Copy out the listing word for word, starting at the line that contains "Target: rear step of truck" and ending with the final line of the listing.

:: Records

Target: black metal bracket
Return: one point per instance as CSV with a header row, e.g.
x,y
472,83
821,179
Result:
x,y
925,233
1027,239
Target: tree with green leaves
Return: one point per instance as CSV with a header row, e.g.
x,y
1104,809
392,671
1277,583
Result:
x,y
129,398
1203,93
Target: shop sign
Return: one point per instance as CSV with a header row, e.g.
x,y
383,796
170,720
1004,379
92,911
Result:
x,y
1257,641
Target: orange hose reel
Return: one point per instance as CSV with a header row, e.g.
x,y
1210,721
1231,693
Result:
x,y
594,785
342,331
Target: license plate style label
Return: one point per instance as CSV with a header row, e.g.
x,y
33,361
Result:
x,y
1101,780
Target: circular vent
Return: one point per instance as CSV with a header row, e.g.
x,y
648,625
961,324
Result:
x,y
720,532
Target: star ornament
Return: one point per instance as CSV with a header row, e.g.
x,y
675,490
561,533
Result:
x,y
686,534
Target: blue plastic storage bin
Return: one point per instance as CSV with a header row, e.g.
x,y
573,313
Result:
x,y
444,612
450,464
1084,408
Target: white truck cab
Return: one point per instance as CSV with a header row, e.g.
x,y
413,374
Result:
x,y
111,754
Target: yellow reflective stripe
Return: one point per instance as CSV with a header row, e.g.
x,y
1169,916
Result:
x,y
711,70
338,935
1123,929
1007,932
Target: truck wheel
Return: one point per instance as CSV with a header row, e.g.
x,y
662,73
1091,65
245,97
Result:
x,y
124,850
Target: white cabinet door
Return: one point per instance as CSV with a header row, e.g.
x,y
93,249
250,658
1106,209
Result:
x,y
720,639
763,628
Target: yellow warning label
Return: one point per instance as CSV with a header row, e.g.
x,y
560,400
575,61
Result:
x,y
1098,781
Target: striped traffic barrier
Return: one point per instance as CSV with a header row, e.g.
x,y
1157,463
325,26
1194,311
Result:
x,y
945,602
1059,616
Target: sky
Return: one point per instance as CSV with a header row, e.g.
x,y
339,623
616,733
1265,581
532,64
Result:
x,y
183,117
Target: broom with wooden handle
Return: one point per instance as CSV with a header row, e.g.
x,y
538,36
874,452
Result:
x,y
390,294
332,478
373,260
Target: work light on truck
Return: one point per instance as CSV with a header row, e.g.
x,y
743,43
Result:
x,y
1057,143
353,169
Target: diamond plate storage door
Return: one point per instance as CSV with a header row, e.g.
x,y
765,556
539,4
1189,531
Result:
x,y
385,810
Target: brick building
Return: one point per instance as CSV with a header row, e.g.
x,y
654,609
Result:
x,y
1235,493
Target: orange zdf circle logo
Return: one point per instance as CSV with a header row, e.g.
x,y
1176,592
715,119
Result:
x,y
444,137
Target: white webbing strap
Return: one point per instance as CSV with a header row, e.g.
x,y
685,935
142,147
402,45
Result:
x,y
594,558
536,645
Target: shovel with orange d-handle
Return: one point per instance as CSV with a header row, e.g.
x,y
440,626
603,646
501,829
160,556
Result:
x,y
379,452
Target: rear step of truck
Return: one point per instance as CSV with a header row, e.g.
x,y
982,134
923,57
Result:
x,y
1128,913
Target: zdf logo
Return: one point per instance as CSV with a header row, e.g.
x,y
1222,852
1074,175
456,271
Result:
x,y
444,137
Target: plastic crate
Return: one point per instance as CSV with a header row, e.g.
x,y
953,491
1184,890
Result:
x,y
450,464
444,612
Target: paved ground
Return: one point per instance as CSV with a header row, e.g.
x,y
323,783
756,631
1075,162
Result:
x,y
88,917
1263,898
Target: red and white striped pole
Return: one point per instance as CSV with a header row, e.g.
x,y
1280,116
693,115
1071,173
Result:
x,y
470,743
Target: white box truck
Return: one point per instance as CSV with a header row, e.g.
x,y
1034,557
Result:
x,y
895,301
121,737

::::

#### Answer to the problem:
Target: rear step of truck
Return: one point per instance as CSV with a header row, e.g.
x,y
982,134
923,57
Result:
x,y
1128,913
Target: zdf logo
Return: one point per instance as CSV with a header row, e.g.
x,y
1222,852
1074,175
456,271
Result:
x,y
444,137
Target: plastic crate
Return: one point per instance as CSV with a header row, e.g.
x,y
953,491
1184,890
Result:
x,y
450,464
444,612
Target: paved ground
Return: one point per instance as CSV with a header row, e.g.
x,y
323,783
756,631
1075,162
Result:
x,y
88,917
1263,898
Target: red and white striped pole
Return: one point per instance as CSV with a header row, e.g.
x,y
1280,116
693,115
1071,173
Result:
x,y
470,743
Target: white box truck
Return: one point per instance as CSV with a header row, e.g.
x,y
1034,557
Result:
x,y
895,301
121,737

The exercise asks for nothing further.